REQUIRED WORK:
The reply to the records below should contain exactly the lines from the line with "For each <instance>" through the line with "146L452 158L449 180L512", and nothing besides.

EXERCISE DATA:
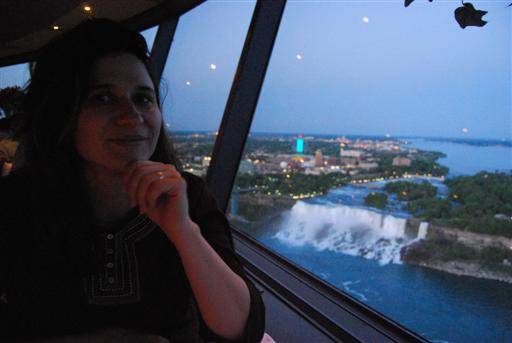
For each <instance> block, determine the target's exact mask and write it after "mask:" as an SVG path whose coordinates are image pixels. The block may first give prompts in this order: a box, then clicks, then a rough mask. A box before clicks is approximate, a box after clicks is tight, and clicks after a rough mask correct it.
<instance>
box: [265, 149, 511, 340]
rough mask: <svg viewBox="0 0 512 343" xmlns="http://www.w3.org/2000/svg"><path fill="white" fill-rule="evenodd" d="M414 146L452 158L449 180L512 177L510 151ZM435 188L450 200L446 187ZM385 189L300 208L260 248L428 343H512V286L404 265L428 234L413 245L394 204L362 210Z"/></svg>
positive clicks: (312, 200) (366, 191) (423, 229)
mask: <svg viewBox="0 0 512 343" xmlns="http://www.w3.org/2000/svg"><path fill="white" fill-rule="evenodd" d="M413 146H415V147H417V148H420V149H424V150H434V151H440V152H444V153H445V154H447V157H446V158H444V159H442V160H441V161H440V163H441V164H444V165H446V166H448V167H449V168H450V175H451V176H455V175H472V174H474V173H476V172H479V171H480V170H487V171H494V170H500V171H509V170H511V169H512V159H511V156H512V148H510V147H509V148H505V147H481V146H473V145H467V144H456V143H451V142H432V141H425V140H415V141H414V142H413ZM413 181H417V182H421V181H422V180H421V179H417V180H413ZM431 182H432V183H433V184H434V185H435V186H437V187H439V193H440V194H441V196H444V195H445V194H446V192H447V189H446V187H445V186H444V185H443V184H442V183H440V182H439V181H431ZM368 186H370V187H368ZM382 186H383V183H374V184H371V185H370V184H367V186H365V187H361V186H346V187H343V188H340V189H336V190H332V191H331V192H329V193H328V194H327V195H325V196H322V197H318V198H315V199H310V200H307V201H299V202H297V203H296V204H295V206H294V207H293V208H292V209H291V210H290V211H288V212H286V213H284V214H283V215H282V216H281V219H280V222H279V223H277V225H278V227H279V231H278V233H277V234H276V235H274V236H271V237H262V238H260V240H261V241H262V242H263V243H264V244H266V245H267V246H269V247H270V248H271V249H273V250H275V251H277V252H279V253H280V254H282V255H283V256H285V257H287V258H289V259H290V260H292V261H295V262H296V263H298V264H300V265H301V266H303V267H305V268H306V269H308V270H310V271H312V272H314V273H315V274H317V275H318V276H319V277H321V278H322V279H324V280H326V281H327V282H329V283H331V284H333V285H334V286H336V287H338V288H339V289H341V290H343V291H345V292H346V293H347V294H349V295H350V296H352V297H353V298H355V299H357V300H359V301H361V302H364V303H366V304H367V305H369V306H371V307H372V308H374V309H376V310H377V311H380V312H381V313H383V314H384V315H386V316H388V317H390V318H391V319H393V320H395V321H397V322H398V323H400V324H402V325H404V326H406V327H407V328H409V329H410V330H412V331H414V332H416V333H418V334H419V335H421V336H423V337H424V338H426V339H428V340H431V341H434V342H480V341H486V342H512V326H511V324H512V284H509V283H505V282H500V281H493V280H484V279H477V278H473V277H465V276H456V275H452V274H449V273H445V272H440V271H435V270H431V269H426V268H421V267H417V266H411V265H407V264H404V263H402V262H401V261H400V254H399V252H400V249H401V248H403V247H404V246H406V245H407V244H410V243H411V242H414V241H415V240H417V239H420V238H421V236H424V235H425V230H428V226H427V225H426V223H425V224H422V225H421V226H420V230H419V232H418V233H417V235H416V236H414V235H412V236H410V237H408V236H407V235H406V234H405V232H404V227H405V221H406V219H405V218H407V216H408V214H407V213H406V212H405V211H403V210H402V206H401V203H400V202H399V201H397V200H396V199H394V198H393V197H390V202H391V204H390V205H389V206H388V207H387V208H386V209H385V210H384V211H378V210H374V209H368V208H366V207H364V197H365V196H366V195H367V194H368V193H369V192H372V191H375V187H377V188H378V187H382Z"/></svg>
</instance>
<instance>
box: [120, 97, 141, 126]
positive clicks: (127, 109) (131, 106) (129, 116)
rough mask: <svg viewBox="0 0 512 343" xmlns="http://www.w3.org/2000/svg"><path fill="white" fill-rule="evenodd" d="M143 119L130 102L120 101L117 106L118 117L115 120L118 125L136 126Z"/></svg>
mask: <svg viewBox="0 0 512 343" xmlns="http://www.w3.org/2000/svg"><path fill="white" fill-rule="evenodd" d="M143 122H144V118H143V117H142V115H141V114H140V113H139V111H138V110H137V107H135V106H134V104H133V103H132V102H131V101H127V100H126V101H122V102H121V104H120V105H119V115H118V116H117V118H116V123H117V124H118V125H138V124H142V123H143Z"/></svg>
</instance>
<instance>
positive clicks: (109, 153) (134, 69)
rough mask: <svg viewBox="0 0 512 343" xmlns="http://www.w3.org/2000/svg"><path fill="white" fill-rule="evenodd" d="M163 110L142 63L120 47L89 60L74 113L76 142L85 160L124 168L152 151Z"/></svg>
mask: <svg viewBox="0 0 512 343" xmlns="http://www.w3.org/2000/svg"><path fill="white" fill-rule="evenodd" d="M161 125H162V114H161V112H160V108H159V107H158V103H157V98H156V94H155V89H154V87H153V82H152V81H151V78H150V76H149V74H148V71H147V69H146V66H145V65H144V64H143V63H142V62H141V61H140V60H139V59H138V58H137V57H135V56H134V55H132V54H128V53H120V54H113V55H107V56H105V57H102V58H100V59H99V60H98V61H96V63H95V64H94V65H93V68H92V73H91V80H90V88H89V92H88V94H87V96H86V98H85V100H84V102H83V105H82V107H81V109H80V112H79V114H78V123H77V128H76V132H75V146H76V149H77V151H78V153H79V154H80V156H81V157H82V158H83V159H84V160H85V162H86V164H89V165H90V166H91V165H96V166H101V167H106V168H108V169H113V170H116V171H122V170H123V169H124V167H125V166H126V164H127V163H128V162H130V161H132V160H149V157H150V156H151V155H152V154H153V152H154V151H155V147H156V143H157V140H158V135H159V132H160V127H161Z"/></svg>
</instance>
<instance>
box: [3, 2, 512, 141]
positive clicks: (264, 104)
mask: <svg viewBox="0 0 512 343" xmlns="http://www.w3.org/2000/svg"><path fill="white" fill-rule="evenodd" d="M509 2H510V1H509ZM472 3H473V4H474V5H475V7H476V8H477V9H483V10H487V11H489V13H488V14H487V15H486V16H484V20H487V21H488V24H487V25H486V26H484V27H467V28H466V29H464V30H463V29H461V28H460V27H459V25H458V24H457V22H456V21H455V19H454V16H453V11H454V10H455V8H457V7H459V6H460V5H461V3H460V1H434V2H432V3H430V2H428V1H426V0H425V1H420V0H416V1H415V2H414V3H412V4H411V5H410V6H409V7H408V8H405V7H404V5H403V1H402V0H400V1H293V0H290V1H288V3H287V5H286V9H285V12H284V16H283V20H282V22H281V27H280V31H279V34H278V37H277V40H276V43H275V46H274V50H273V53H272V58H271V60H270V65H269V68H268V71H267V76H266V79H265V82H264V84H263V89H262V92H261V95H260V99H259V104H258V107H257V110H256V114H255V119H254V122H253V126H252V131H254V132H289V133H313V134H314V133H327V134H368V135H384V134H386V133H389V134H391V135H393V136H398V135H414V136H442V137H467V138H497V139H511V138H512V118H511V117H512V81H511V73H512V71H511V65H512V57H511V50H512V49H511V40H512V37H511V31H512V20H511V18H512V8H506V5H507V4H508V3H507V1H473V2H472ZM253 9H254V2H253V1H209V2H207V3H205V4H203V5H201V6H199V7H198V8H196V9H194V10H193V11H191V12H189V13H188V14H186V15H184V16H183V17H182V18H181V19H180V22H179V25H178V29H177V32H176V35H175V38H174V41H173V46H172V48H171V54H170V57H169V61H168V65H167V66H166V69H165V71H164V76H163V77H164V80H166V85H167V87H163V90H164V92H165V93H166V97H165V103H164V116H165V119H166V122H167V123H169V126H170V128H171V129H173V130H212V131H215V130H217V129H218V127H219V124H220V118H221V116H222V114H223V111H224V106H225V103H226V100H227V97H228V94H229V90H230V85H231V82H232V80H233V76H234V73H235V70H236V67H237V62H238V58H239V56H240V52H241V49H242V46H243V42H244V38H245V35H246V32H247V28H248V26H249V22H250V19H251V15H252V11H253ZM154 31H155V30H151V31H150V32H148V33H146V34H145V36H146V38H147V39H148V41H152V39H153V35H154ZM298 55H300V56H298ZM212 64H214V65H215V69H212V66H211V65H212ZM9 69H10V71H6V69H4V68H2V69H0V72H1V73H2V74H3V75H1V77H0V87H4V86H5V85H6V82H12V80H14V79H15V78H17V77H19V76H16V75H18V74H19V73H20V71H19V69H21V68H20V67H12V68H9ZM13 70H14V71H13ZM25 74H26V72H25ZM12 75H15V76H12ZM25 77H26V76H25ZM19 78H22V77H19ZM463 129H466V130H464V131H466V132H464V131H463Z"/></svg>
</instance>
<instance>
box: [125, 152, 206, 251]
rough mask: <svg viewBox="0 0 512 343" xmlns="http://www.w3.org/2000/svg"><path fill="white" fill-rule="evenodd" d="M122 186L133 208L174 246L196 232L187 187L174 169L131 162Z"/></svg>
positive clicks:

---

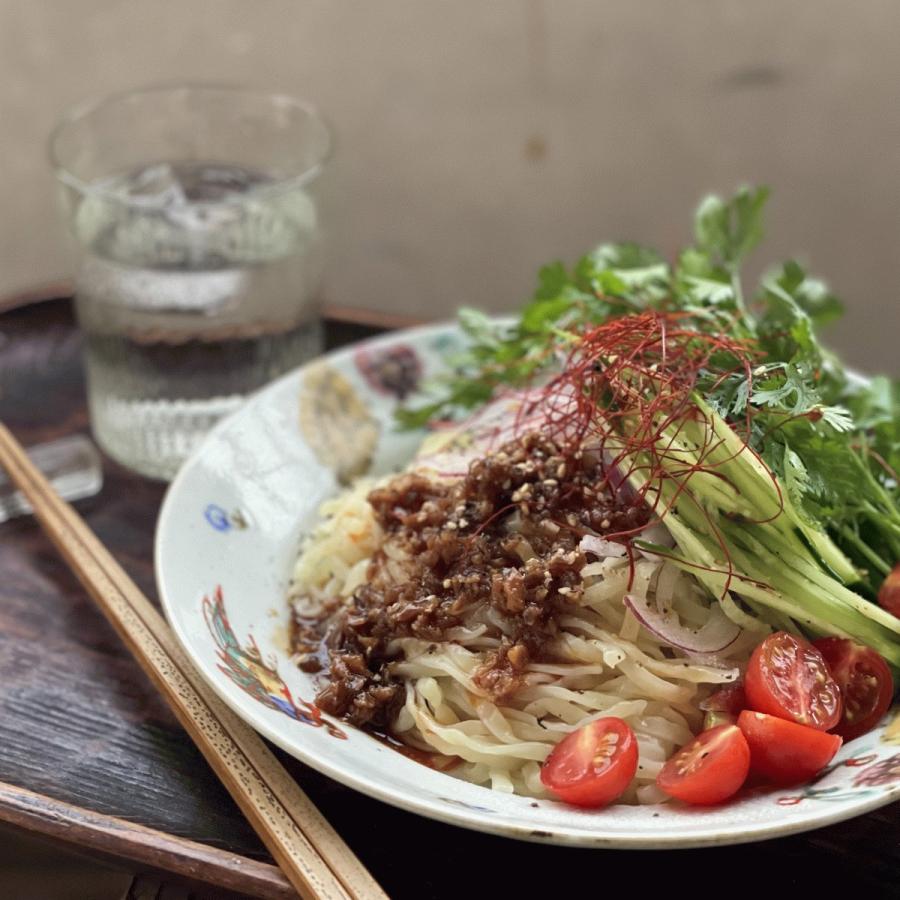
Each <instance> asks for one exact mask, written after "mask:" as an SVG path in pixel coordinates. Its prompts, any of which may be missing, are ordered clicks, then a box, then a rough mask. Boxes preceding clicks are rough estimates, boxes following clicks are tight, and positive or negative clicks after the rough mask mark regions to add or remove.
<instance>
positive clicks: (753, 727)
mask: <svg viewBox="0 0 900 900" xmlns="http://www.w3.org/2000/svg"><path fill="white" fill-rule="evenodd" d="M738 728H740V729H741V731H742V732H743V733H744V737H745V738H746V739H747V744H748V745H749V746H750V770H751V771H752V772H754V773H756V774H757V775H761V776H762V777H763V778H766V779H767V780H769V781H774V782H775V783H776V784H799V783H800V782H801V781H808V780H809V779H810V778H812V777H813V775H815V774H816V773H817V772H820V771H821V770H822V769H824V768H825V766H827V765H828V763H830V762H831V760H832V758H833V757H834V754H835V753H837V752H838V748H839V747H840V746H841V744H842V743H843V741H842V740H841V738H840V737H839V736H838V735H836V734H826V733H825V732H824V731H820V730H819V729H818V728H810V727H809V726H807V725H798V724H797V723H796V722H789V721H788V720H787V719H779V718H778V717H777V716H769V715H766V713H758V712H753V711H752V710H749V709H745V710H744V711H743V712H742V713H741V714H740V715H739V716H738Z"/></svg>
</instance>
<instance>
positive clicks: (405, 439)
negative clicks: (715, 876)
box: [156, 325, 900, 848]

SOLUTION FOR THIS EXERCISE:
For each <instance> block, determine the target's exact mask and write it after "mask:" as an SVG path whose coordinates are image pixels. The block may first give prompts in this order: a box, then clicks, then a rough mask. A box before clicks is approximate, a box after clicks is tight, and clicks after a rough mask correct it.
<instance>
box: [265, 149, 511, 340]
rough mask: <svg viewBox="0 0 512 343" xmlns="http://www.w3.org/2000/svg"><path fill="white" fill-rule="evenodd" d="M414 146L452 158L449 180L512 177L510 151ZM435 188L450 200L446 187ZM385 189L300 208L260 248L428 343H512V286L404 265L428 234L413 245L394 204L362 210Z"/></svg>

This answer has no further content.